Point labeling records
........

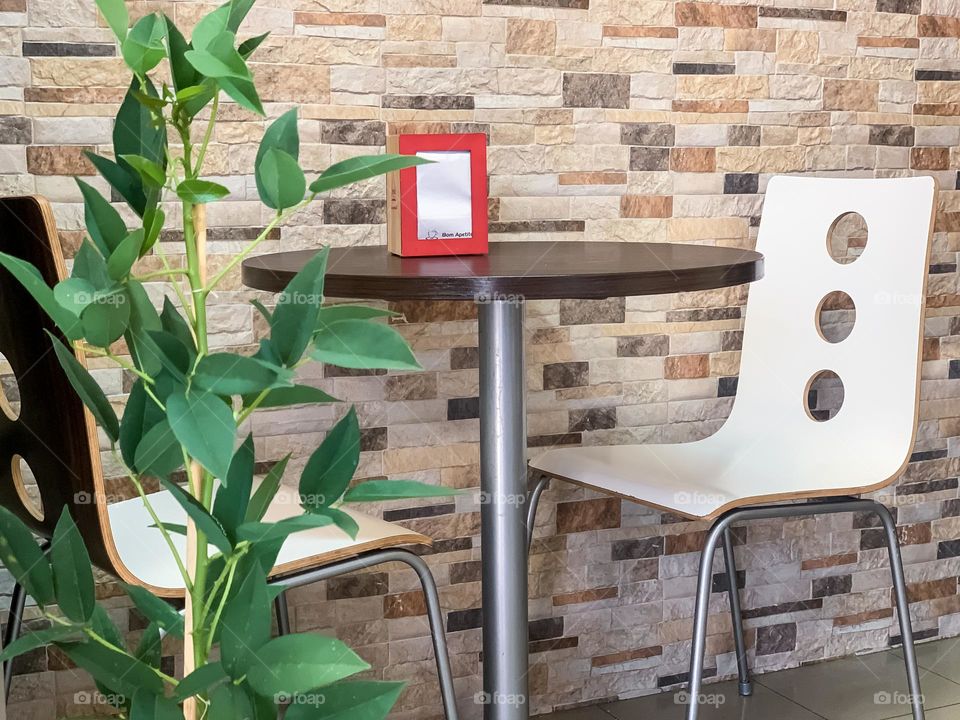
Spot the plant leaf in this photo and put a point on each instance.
(349, 700)
(205, 427)
(72, 573)
(360, 168)
(295, 316)
(281, 180)
(33, 283)
(106, 318)
(231, 374)
(295, 395)
(103, 222)
(341, 519)
(233, 497)
(116, 670)
(143, 47)
(205, 522)
(266, 491)
(88, 389)
(135, 134)
(115, 13)
(122, 259)
(383, 490)
(124, 181)
(149, 171)
(245, 625)
(364, 345)
(151, 706)
(74, 294)
(23, 558)
(200, 680)
(34, 639)
(89, 265)
(201, 191)
(158, 453)
(331, 466)
(298, 663)
(247, 47)
(156, 610)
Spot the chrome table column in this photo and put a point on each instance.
(503, 474)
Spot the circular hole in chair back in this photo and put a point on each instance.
(847, 238)
(26, 486)
(9, 390)
(836, 316)
(824, 395)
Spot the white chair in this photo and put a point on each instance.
(771, 451)
(59, 442)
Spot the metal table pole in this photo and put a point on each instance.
(503, 438)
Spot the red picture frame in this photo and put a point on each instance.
(402, 230)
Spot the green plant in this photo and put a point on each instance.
(188, 401)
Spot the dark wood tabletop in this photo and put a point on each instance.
(533, 270)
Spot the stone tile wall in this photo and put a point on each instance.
(636, 120)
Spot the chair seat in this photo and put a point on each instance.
(146, 556)
(703, 479)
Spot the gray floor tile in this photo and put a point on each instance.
(871, 687)
(941, 657)
(951, 712)
(592, 712)
(726, 705)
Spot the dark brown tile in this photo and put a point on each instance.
(583, 515)
(596, 90)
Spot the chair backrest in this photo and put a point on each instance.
(54, 434)
(868, 442)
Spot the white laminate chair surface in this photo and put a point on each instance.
(770, 447)
(146, 556)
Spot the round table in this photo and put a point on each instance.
(500, 283)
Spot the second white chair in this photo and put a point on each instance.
(772, 450)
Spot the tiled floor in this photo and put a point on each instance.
(870, 687)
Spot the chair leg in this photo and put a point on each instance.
(743, 669)
(698, 647)
(14, 621)
(903, 610)
(435, 615)
(533, 503)
(283, 614)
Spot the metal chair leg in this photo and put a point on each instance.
(532, 503)
(14, 621)
(743, 669)
(283, 614)
(903, 610)
(434, 613)
(704, 582)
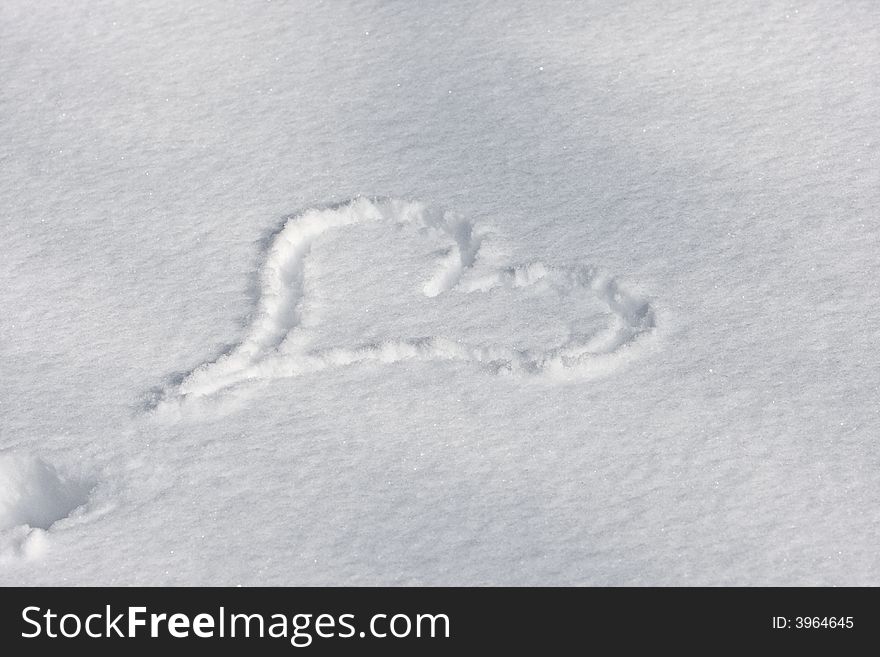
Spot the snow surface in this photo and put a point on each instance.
(439, 293)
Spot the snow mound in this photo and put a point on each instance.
(34, 494)
(273, 346)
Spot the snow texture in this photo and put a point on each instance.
(359, 292)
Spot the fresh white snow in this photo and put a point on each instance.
(439, 293)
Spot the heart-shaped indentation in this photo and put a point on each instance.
(279, 341)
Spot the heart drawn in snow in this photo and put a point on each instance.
(275, 344)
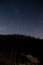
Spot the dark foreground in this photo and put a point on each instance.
(11, 47)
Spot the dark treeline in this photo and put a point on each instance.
(21, 44)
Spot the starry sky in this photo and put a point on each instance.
(21, 17)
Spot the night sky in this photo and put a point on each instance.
(21, 17)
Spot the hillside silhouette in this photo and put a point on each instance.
(11, 46)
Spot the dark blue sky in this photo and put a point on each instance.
(21, 17)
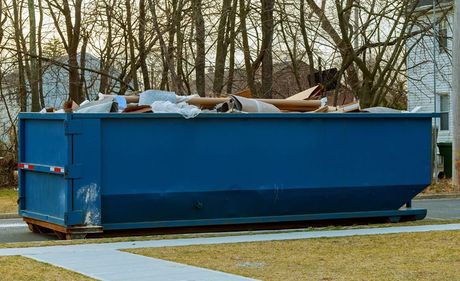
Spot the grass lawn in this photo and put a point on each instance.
(414, 256)
(194, 235)
(8, 200)
(442, 186)
(18, 268)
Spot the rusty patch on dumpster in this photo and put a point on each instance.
(89, 196)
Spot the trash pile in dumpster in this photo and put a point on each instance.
(158, 101)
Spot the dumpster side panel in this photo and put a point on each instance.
(172, 171)
(42, 192)
(87, 187)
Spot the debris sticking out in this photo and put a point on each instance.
(311, 100)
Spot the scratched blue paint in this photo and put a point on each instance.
(160, 170)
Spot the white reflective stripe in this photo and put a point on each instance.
(56, 169)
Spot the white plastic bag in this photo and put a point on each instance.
(182, 108)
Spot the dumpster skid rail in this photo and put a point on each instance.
(89, 173)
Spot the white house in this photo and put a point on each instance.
(429, 65)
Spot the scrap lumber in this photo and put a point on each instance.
(310, 93)
(282, 104)
(351, 107)
(245, 94)
(138, 109)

........

= Task requirements =
Swap "Spot" for "Locate" in the records from the line with "Spot the white reflective" through the end of the records, and give those lines back with nothing else changed.

= The solution =
Locate the white reflective stripe in this photo and put a point on each instance.
(56, 169)
Locate the white plastic bag in this photo and put a point on each instance.
(182, 108)
Locate the dumpster skid rail in this photo and put a point on each instance.
(89, 173)
Locate the white house in this photo and put a point on each instance.
(429, 65)
Locate the scrap lumber in this photo and put a point on each instance.
(310, 93)
(282, 104)
(351, 107)
(245, 94)
(138, 109)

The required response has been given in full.